## Consigne
Reprenez la critique du roman « Étrangers » juste après sa dernière phrase et prolongez-la.

## Extrait du document

Étrangers

« Étrangers » (Strangers) est un magnifique et court roman de science-fiction de Gardner Dozois, paru en en février 2022 chez Pocket SF (initialement édité en France par les éditions Denoël puis ActuSF sous le titre « L’étrangère »). Cet écrivain américain réussit à nous fasciner grâce à sa fable aux descriptions envoûtantes, un récit qui nous amène à découvrir une planète inédite, un peuple étonnant et une tragique histoire d’amour.

Plus profond qu’il n’y paraît, ce roman bouleverse par l’intensité des émotions invoquées et interpelle par la mise en évidence de l’incompréhension qui peut exister entre deux cultures profondément étrangères …

Étranges étrangers au-delà des étoiles

étrangers de Gardner Dozois- éditions Pocket SF
« Étrangers » de Gardner Dozois © éditions Pocket SF

Le contexte

Les Humains ont enfin rencontré d’autres civilisations extraterrestres. Parmi celles-ci, les Enye, plus évolués technologiquement que nous, ont accepté, avec réticence, de partager leurs connaissances et d’intégrer les habitants de la Terre dans le grand système galactique.

Les Terriens peuvent ainsi naviguer dans l’immensité spatiale et découvrir d’autres mondes et l’un d’entre eux, Joseph Farber, part donc travailler sur la planète des Cian nommée Weinunach (ou « Lisle » par les Humains).

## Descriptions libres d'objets
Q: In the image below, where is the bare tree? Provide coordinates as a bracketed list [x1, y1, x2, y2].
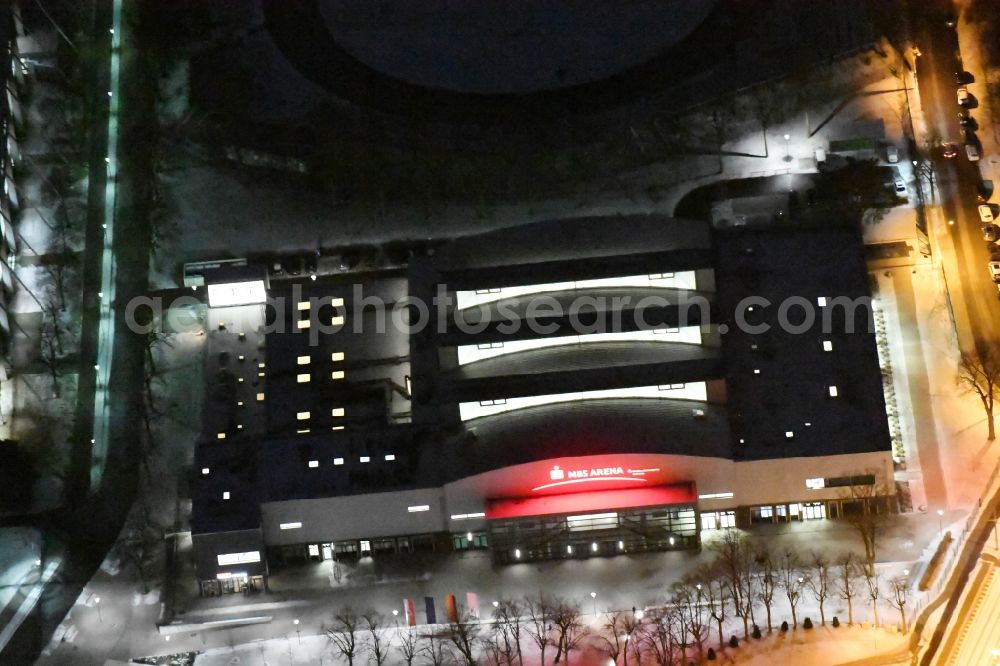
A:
[640, 607, 677, 666]
[836, 550, 858, 626]
[493, 599, 524, 665]
[889, 576, 908, 633]
[422, 631, 452, 666]
[601, 611, 629, 666]
[448, 611, 482, 666]
[326, 606, 362, 666]
[361, 609, 392, 666]
[781, 548, 806, 628]
[842, 469, 892, 567]
[862, 565, 881, 627]
[698, 561, 729, 648]
[524, 595, 552, 664]
[807, 551, 830, 626]
[670, 578, 709, 662]
[712, 528, 754, 638]
[552, 599, 584, 664]
[396, 627, 421, 666]
[754, 545, 778, 633]
[956, 340, 1000, 442]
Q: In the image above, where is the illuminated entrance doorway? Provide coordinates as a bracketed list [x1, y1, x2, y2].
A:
[486, 484, 699, 564]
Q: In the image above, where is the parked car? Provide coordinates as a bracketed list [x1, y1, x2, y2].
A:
[976, 180, 993, 201]
[958, 111, 979, 130]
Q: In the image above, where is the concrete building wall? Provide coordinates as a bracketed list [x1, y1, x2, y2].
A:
[261, 451, 892, 545]
[261, 488, 448, 546]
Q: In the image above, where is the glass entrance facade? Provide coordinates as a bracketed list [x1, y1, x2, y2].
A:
[489, 505, 699, 564]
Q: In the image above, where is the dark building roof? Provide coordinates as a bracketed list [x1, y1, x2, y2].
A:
[716, 228, 890, 459]
[428, 215, 712, 289]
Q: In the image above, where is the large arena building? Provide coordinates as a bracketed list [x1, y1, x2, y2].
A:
[192, 216, 894, 594]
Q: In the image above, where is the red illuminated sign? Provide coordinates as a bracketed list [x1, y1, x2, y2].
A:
[531, 465, 660, 492]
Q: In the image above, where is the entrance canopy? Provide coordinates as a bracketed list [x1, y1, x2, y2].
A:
[486, 483, 697, 520]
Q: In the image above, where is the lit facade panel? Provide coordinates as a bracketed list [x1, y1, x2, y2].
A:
[208, 280, 267, 308]
[217, 550, 260, 567]
[455, 271, 697, 310]
[458, 326, 701, 365]
[458, 382, 707, 421]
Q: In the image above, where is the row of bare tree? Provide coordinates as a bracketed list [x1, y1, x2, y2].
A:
[324, 530, 908, 666]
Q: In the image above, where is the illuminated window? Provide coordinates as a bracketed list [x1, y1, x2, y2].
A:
[216, 550, 260, 566]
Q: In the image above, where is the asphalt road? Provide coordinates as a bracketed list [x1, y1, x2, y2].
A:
[911, 0, 1000, 344]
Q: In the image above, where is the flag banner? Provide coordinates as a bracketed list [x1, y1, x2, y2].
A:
[424, 597, 437, 624]
[403, 599, 417, 627]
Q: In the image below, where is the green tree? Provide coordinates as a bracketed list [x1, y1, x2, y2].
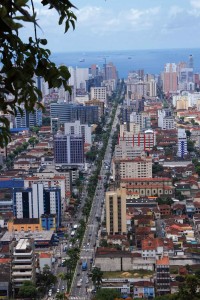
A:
[28, 136, 38, 148]
[0, 0, 76, 147]
[18, 281, 37, 299]
[94, 289, 121, 300]
[187, 140, 194, 152]
[92, 267, 103, 289]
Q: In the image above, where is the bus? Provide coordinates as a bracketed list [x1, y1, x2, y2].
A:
[71, 230, 75, 237]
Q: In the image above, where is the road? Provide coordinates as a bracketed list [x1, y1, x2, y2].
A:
[70, 104, 119, 300]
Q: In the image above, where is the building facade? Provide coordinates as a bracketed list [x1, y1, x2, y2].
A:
[54, 134, 84, 164]
[106, 189, 127, 234]
[65, 120, 92, 144]
[13, 183, 61, 227]
[11, 238, 35, 298]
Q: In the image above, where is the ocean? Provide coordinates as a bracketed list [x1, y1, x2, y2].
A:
[51, 49, 200, 78]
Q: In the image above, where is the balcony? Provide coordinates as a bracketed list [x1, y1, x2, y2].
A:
[12, 271, 32, 279]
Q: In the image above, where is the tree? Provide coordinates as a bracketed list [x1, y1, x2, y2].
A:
[92, 267, 103, 289]
[0, 0, 76, 147]
[19, 281, 37, 299]
[28, 136, 38, 148]
[94, 289, 121, 300]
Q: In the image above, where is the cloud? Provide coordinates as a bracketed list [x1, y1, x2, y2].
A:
[190, 0, 200, 9]
[169, 5, 184, 18]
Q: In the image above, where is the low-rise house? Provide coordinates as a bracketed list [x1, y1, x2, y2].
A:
[158, 204, 171, 216]
[142, 238, 174, 259]
[133, 281, 155, 299]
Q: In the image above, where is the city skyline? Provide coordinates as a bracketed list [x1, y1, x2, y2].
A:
[22, 0, 200, 52]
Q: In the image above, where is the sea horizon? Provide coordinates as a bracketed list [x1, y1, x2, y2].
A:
[51, 48, 200, 78]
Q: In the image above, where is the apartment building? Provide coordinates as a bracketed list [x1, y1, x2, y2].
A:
[13, 183, 62, 227]
[11, 238, 35, 295]
[106, 188, 127, 235]
[156, 256, 171, 296]
[119, 123, 156, 151]
[65, 120, 92, 144]
[114, 140, 145, 159]
[121, 177, 174, 197]
[177, 128, 187, 157]
[112, 155, 152, 186]
[130, 111, 151, 131]
[54, 134, 84, 164]
[90, 87, 107, 105]
[85, 99, 105, 117]
[163, 63, 178, 93]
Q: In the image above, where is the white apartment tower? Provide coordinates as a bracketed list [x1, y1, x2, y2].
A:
[65, 120, 92, 144]
[11, 238, 35, 293]
[177, 128, 187, 157]
[90, 87, 107, 105]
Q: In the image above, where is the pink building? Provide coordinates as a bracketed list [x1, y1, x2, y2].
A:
[163, 63, 178, 94]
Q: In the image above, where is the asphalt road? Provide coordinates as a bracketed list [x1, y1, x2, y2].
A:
[70, 105, 119, 300]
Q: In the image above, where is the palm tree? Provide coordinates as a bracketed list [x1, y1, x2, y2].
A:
[92, 267, 103, 289]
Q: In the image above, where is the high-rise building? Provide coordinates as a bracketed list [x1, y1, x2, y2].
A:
[54, 134, 84, 164]
[103, 59, 118, 80]
[188, 54, 194, 68]
[15, 107, 42, 128]
[13, 183, 61, 226]
[90, 87, 107, 104]
[158, 108, 175, 130]
[50, 103, 99, 124]
[11, 238, 36, 298]
[113, 153, 152, 186]
[163, 63, 178, 94]
[177, 128, 187, 158]
[106, 188, 127, 234]
[156, 256, 171, 296]
[130, 112, 151, 130]
[65, 120, 92, 144]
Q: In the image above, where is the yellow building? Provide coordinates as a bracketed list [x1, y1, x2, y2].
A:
[8, 218, 42, 232]
[106, 188, 127, 234]
[85, 99, 104, 117]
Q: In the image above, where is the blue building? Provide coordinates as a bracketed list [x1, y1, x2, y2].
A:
[13, 183, 61, 228]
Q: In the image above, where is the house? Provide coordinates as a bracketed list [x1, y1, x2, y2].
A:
[158, 204, 171, 216]
[133, 281, 155, 299]
[142, 238, 174, 259]
[156, 256, 171, 296]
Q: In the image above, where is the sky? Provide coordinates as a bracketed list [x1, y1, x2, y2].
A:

## Résultat attendu
Installé dans une enclave où se rassemblent les Terriens qui ne se mélangent pas au peuple natif, Joseph reste asocial et morose, supportant difficilement la mesquinerie et le racisme de ses semblables.

Alors, parfois, il erre dans une ville qu’il ne connaît pas, découvre des paysages inédits et se laisse envoûté peu à peu – et presque malgré lui – par cette planète étrangère et par les traditions de son peuple.

« Il avait le sentiment que, s’il devait tomber ou sauter, l’immense clameur de l’Alàntene viendrait à sa rencontre et l’emporterait, et il pourrait alors la chevaucher comme une mouette se joue des courants aériens… » (Gardner Dozois)

Aimer jusqu’à la désespérance

Aimer même mal

Le Terrien exilé fait la connaissance de Liraun Jé Genawan, une jeune Cian, lors d’une cérémonie traditionnelle des autochtones et en tombe éperdument amoureux. Un amour partagé mais une passion douloureuse.

L’amour n’est en effet jamais simple. Loin d’être évident entre humains, comment peut-il exister entre deux espèces aux moeurs fondamentalement dissemblables ?

Peut-on réellement comprendre l’Autre quand il est si différent de nous ?

« Chaque fois qu’il pensait avoir saisi son humeur, celle-ci changeait du tout au tout – ou du moins lui semblait-il – et les mots qu’elle prononçait ou avaient prononcés se prêtaient à une interprétation radicalement différente. » (Gardner Dozois)

Préjugés et intolérance

Terriens et Cians vivent donc sur la même planète mais ne se connaissent pas vraiment. Ils se croisent mais s’évitent au maximum, se supportent mais ne s’aiment pas (excepté Joseph et Liraun bien sûr).

Dans un tel contexte empli de préjugés et d’ignorance, l’amour naissant entre deux êtres appartenant à ces deux peuples étrangers peut-il être compris par leurs communautés ?

Peuvent-elles envisager un rapprochement si intime entre deux espèces si dissemblables culturellement ?

Quand les non-dits se multiplient, quand l’intolérance s’incruste dans le coeur des êtres, l’amour le plus intense peut être perverti par l’incompréhension…

Conclusion et avis

« Aimer jusqu’à la déchirure,
Aimer, même trop, même mal… » 
(La Quête, Jacques Brel)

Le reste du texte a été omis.